*Text provided*
====

This was the day in which much mercy was revealed.
And there was beauty, as well; along with a change of scenery, a new perspective and thoughts of shadows and light.
My creative team meets each Tuesday. We plan services – song ideas, skits, videos, transitions. It’s fun and challenging and the best job in the world, but for a creative person, it can be exhausting. The every seven days cycle is inescapable. I have no fight in me for those who would say that the liturgy is pointless, that a set plan for worship lacks creativity or meaning. I respect and admire and have worshiped sincerely in a liturgical service. But our calling in this season is to do things a bit differently – not better, just different – and so we stretch ourselves creatively to find ways to connect Truth and Beauty and Grace and Jesus to a room full of people who are often longing for some vibrant, meaningful encounter that they have missed in other contexts.
Context is everything. And sometimes, we forget. We get in a rut. We see things the way we’ve always seen them. We forget to be surprised.
We forget what it’s like to not know something.
So today, I took my team on a surprise journey. We piled into the Big Red Suburban (I felt like their mother, rather than their leader…) and we found ourselves at Sunshine, Art and Lessons, where my friend Shelly Crawford was waiting for us. She gave us a brief overview of how to use the tools she provided. She gave us paper.

====

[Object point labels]
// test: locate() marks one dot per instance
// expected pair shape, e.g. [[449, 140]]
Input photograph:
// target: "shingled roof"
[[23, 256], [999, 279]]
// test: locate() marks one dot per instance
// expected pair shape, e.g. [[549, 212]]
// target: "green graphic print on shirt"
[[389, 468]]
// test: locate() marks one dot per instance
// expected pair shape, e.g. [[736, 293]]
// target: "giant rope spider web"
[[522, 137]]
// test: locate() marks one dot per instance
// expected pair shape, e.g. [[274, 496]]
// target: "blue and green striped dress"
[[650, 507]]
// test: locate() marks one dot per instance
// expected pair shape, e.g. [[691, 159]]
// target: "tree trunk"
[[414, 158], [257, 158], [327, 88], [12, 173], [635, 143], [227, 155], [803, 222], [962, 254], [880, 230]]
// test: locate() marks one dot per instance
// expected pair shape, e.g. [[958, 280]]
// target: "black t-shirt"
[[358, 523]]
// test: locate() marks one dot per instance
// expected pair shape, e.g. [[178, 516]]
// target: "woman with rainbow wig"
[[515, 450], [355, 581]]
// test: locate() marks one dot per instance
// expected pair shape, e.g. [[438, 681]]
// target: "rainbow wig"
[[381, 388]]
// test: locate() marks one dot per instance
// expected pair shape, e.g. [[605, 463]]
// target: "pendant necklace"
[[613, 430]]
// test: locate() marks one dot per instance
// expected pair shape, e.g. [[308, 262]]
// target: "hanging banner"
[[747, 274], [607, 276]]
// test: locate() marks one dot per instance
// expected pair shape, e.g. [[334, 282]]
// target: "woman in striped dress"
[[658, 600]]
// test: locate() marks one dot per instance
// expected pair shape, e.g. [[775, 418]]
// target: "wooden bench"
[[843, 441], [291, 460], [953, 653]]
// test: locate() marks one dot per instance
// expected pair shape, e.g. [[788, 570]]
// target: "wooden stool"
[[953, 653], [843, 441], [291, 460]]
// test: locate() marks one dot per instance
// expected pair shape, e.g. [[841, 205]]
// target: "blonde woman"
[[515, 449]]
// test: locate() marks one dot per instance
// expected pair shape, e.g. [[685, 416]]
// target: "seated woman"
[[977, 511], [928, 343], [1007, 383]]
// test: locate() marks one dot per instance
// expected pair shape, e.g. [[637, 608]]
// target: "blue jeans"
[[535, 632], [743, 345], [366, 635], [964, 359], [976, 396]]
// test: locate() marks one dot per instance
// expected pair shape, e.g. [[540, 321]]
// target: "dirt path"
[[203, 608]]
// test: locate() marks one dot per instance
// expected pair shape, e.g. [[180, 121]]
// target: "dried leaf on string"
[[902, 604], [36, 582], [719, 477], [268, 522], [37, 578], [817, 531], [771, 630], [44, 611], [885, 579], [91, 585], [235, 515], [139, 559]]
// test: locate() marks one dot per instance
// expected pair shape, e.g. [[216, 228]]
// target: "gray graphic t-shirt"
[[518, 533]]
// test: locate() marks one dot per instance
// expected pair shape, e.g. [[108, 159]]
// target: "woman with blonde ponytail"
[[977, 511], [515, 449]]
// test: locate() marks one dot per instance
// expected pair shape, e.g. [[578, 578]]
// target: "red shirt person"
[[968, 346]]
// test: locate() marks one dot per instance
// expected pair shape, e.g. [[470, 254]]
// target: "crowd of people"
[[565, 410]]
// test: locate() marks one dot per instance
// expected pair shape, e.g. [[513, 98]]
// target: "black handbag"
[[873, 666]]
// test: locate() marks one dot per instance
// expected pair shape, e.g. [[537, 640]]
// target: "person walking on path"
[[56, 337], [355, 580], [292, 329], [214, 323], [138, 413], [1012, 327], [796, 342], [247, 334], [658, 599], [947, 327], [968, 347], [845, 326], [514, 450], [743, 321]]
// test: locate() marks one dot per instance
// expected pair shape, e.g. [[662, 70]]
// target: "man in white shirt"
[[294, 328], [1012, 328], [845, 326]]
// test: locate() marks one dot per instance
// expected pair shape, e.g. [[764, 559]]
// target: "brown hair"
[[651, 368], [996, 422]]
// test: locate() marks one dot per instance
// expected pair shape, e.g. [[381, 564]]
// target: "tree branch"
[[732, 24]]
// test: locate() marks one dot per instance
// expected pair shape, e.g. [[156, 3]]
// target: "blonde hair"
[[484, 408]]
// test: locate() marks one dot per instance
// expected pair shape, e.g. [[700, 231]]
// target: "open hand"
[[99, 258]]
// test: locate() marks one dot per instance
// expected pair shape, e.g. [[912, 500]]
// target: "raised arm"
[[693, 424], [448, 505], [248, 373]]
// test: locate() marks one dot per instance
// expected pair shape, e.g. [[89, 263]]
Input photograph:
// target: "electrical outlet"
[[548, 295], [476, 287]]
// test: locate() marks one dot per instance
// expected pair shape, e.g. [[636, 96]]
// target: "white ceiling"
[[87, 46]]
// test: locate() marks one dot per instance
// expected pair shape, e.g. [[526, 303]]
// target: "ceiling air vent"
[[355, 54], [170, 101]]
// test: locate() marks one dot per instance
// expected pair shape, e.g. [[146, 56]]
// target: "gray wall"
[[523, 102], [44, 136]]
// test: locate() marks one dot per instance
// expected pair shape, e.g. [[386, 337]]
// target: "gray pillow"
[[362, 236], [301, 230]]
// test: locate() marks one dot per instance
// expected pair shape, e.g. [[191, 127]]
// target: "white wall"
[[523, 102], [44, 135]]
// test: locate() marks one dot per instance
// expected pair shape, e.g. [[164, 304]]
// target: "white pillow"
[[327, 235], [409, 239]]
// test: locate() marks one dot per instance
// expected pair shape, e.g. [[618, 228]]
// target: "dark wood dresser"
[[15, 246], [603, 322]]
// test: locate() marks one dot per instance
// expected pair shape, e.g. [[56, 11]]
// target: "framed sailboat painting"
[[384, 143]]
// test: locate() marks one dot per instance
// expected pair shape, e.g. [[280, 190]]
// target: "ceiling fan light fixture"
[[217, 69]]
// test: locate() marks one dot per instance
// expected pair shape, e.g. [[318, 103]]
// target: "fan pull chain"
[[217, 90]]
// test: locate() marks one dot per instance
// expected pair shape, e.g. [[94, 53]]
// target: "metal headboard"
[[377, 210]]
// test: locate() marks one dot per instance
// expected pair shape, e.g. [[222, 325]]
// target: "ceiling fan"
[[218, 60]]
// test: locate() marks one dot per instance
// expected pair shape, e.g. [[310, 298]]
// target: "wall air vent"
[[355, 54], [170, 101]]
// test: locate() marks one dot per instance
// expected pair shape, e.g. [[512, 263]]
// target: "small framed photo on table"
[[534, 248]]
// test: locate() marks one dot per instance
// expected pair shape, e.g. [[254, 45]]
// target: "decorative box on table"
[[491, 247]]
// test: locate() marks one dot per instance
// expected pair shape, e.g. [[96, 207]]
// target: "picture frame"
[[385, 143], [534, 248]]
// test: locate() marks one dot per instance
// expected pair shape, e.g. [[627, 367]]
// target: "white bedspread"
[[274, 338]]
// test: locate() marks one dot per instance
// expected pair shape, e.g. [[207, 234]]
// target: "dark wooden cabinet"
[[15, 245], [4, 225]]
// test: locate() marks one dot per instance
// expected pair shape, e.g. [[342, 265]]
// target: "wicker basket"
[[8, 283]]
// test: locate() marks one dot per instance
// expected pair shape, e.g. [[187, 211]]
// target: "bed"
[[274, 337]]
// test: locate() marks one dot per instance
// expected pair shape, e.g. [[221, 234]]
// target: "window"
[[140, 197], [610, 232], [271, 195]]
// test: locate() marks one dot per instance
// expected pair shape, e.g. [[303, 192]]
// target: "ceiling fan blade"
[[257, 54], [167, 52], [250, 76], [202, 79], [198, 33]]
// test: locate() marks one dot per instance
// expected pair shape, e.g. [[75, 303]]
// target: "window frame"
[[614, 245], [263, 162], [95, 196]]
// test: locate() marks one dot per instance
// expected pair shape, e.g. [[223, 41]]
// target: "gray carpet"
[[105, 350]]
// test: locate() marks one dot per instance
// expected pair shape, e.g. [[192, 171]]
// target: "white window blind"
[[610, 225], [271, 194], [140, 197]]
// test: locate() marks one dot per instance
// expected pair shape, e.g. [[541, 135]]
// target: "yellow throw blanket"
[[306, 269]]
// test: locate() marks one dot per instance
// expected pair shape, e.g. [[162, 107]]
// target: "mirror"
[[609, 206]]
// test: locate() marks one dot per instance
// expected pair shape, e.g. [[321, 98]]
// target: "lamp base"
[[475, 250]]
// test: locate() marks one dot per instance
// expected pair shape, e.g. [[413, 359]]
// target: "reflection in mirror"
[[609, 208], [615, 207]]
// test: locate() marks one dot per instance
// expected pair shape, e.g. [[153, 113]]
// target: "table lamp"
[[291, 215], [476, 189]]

====

*Written exercise 1*
From the passage about the creative team's surprise outing, reproduce the words starting at "And there was" and ending at "in other contexts.".
*Written exercise 2*
In the passage about the creative team's surprise outing, who was waiting for the team at Sunshine, Art and Lessons?
*Written exercise 3*
Resume the passage about the creative team's surprise outing, picking up after its final sentence.

*Exercise result 1*
And there was beauty, as well; along with a change of scenery, a new perspective and thoughts of shadows and light.
My creative team meets each Tuesday. We plan services – song ideas, skits, videos, transitions. It’s fun and challenging and the best job in the world, but for a creative person, it can be exhausting. The every seven days cycle is inescapable. I have no fight in me for those who would say that the liturgy is pointless, that a set plan for worship lacks creativity or meaning. I respect and admire and have worshiped sincerely in a liturgical service. But our calling in this season is to do things a bit differently – not better, just different – and so we stretch ourselves creatively to find ways to connect Truth and Beauty and Grace and Jesus to a room full of people who are often longing for some vibrant, meaningful encounter that they have missed in other contexts.

*Exercise result 2*
Shelly Crawford was waiting for them.

*Exercise result 3*
We sat around the table and it felt like kindergarten again. Except, not really; because instead of a five-year-old’s joy and anticipation of “getting to color”, there was a sad undercurrent of insecurity.
“I can’t draw.”
There we were, a table full of highly creative and talented people, suddenly stilled by fear that we couldn’t do art.
(At least I felt that way.)
(And I know I wasn’t alone.)
But Shelly was gentle and kind, and she told us how to look at an apple but not really look at an apple, to simply look at an object. To squint and look for the dark and the light. And then to circle the darkness, to wrap the charcoal around the shadows.
“Make it dark first. Then pull the light out.”
It was all about the eraser. And the metaphors; oh, the richness of this creative process and the raw parts of simply being human and alive.
“Don’t worry about making a mark that you think is wrong. There is no wrong. It simply becomes part of what you are creating. Just blend it in and keep going.”
This is deeply resonant for me this week. And I noticed this; that I have to be reminded, sometimes in blindingly painful ways, of the need to surrender to the process.
Whether drawing an apple with charcoal or sketching a life.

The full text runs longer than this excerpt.